TASK OBJECTIVE: Reproduce, without any changes, the lines from the one containing "Could you point to the pendant" through the one containing "Target: pendant light fixture", including both of those lines.
--- Start of STORED RECORDS ---
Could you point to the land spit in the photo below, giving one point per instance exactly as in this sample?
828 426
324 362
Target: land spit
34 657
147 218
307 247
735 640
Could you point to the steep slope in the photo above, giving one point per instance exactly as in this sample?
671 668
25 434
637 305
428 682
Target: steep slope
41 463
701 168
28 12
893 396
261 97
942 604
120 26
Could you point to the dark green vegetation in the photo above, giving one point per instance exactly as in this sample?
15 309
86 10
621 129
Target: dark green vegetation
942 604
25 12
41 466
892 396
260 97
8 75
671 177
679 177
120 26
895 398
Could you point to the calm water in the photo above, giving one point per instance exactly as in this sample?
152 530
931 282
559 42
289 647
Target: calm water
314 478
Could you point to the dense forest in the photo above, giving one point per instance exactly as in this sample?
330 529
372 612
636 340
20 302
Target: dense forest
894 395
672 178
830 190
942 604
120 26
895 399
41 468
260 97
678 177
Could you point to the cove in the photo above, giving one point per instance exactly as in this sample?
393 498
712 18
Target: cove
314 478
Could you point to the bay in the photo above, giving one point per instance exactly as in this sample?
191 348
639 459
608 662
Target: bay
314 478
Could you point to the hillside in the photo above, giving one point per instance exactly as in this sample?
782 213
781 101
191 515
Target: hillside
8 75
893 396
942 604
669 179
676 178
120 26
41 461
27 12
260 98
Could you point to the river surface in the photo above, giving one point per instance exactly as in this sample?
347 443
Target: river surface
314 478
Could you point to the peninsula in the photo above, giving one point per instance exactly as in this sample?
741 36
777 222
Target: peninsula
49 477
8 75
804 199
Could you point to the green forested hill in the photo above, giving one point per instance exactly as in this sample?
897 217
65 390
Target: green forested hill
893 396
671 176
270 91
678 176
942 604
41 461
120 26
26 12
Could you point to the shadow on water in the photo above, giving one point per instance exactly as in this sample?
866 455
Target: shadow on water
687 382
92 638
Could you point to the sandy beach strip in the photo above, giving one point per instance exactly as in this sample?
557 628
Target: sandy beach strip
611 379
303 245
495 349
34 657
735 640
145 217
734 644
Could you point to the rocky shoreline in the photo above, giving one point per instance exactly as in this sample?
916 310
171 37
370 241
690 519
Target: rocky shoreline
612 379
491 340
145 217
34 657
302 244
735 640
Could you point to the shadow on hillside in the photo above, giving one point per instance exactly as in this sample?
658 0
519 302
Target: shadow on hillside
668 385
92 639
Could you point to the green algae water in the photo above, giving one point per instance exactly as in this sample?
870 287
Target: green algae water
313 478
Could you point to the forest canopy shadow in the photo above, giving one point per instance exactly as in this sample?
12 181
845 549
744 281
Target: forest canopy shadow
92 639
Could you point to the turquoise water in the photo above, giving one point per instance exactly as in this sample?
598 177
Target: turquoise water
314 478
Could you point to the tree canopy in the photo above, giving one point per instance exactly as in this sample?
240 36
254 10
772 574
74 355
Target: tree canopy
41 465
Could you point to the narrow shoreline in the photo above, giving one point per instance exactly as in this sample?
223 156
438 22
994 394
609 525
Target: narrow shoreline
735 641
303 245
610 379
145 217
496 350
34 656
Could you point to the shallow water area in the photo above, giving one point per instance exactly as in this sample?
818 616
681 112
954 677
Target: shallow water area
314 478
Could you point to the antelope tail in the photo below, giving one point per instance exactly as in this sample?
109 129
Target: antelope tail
--- End of STORED RECORDS ---
--- Start of STORED RECORDS ---
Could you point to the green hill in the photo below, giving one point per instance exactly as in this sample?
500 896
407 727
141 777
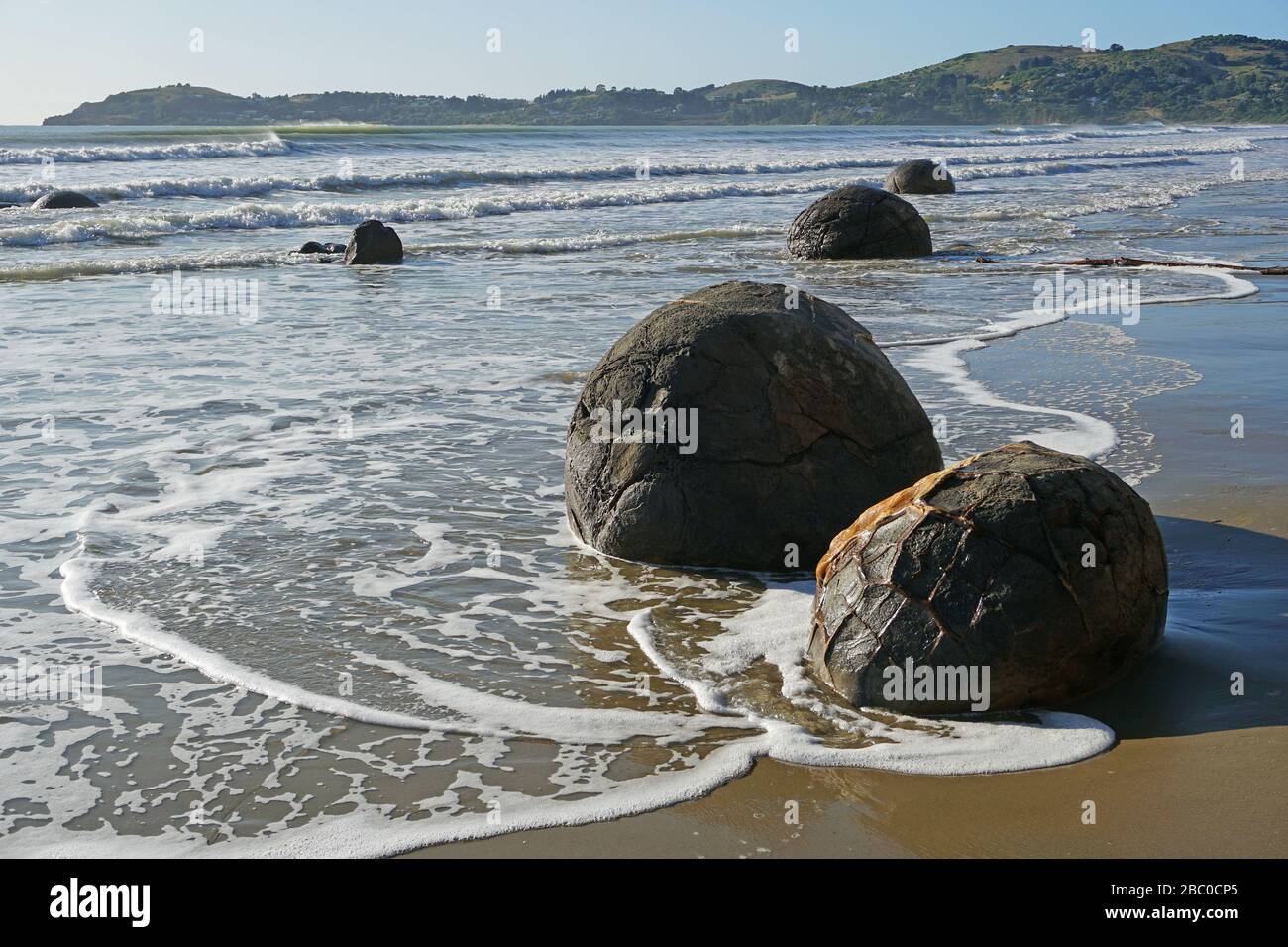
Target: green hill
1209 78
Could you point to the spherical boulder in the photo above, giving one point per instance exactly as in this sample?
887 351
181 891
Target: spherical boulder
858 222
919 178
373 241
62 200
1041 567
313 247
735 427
--- End of STORED RECORDS ---
--- Start of STORED RECORDS ---
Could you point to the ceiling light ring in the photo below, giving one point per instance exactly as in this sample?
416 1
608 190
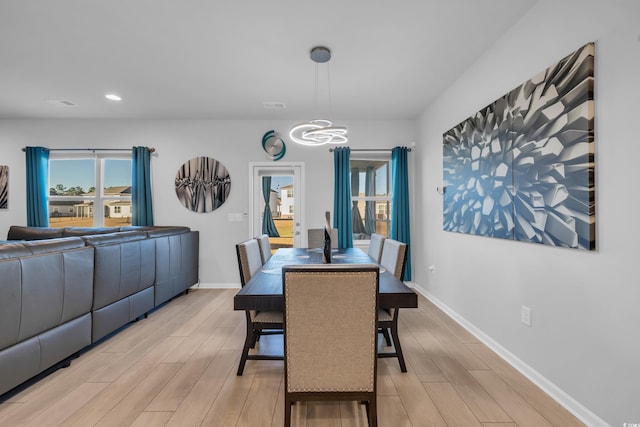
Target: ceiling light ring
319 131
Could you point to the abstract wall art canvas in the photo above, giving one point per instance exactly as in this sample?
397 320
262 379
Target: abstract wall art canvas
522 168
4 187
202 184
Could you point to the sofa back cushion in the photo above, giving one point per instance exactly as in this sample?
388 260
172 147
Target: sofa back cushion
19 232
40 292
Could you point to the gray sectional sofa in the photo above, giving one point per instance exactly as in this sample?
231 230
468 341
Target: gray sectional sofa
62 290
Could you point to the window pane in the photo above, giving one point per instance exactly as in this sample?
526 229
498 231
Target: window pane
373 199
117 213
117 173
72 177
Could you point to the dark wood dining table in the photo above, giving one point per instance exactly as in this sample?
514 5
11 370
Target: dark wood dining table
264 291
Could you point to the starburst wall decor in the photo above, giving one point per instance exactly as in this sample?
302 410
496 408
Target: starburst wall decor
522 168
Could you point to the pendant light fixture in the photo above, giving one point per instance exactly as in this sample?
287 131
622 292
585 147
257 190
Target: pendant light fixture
--- End of STORED RECORDS ---
SOLVED PROBLEM:
Could you point to the pendant light fixture in the photo above, giving one point per instance exactly as in this sample?
287 131
622 292
585 147
257 190
Target: pendant light fixture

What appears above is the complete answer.